▸ Assigned task: Reproduce word for word the part of the text on the Swan-with-two-Necks inn that runs from "One of the most" up to and including "little under 40,000l.".
BEGIN Provided text
Around 1835 the Swan came into the ownership of the Kentish coachman William Chaplin (1787-?) who built up a large coaching business that by then used 1,200 horses. By 1835 he was running 68 coaches using 1,800 horses and employing 2,000 men. Among the other inns he owned were the Spread Eagle, Gracechurch Street, the Cross Keys, and the White Horse, Fetter Lane. He has been called "perhaps the greatest coach proprietor that ever lived".

Chaplin sold most of his horses, however, to invest in the railways and the inn at the Swan closed around 1860. It was replaced by a new building that functioned as a goods and parcels depot for Chaplin & Horne railway agents and carriers. The British Almanac of 1862 reported that:

One of the most remarkable recent buildings in the City for its size and constructive features occupies the site of the well-known Swan-with-two-Necks, in Gresham Street. It is built for Messrs. Chaplin and Horne, the railway carriers, and has a frontage of nearly 100 feet, a depth of 150 feet, and a height of 64 feet above the pavement, while beneath are warehouses and extensive stabling. The front has a solid architectural character, in keeping with the purposes to which the building is to be applied. The ground floor, of Portland stone, rusticated, rests on a granite basement, while the three upper stories are of brick with stone dressings, a massive cornice crowning the whole. The architect was Mr. W. Tite, M.P.; the cost has been a little under 40,000l.

A trade directory for 1869 listed the site as "the Receiving Office for Goods for the Great Eastern, London & South Western, South Eastern, London, Brighton & South Coast & London, Chatham & Dover Railway Companies." Advertising for Chaplin & Horne from 1874 indicates that the site continued to be known as the Swan-with-two-Necks but that it was only one of many depots run by the firm. Chaplin & Horne were in competition with Pickfords for much of the nineteenth century and Pickfords eventually took over Chaplin & Horne and the Swan at 57 Gresham Street became a Pickfords depot and their head office.
END Provided text
BEGIN Dataset content
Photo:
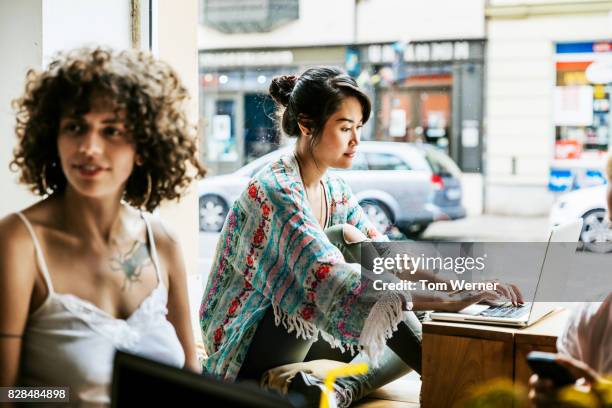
END Dataset content
▸ Response area:
One of the most remarkable recent buildings in the City for its size and constructive features occupies the site of the well-known Swan-with-two-Necks, in Gresham Street. It is built for Messrs. Chaplin and Horne, the railway carriers, and has a frontage of nearly 100 feet, a depth of 150 feet, and a height of 64 feet above the pavement, while beneath are warehouses and extensive stabling. The front has a solid architectural character, in keeping with the purposes to which the building is to be applied. The ground floor, of Portland stone, rusticated, rests on a granite basement, while the three upper stories are of brick with stone dressings, a massive cornice crowning the whole. The architect was Mr. W. Tite, M.P.; the cost has been a little under 40,000l.